Supplied material:
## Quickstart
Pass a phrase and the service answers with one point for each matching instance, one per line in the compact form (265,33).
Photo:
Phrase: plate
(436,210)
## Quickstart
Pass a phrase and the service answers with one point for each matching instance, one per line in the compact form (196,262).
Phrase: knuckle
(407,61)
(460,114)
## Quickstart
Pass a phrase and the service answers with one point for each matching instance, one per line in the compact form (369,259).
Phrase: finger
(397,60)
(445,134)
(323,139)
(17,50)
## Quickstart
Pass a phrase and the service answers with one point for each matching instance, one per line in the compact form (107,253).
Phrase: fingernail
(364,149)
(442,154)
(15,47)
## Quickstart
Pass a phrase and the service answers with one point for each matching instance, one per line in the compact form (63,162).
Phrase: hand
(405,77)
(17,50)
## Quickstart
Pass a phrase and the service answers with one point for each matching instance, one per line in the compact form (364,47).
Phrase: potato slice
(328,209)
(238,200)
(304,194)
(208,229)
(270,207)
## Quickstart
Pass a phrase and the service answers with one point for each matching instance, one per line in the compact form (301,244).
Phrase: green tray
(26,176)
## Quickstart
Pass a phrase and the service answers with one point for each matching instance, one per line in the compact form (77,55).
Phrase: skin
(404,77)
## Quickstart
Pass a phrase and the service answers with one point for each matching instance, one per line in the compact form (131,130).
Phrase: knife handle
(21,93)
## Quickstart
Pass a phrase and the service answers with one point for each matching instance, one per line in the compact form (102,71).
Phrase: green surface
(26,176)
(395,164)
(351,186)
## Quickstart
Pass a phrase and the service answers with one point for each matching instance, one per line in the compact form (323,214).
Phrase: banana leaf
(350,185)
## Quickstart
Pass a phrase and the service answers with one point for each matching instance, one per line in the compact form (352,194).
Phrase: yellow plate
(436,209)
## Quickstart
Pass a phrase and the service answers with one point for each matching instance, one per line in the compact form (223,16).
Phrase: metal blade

Work to complete: Display every line above that contains the string "green". Uppercase and lowercase letters must match.

Output of the exercise:
Phrase: green tray
Phrase: green surface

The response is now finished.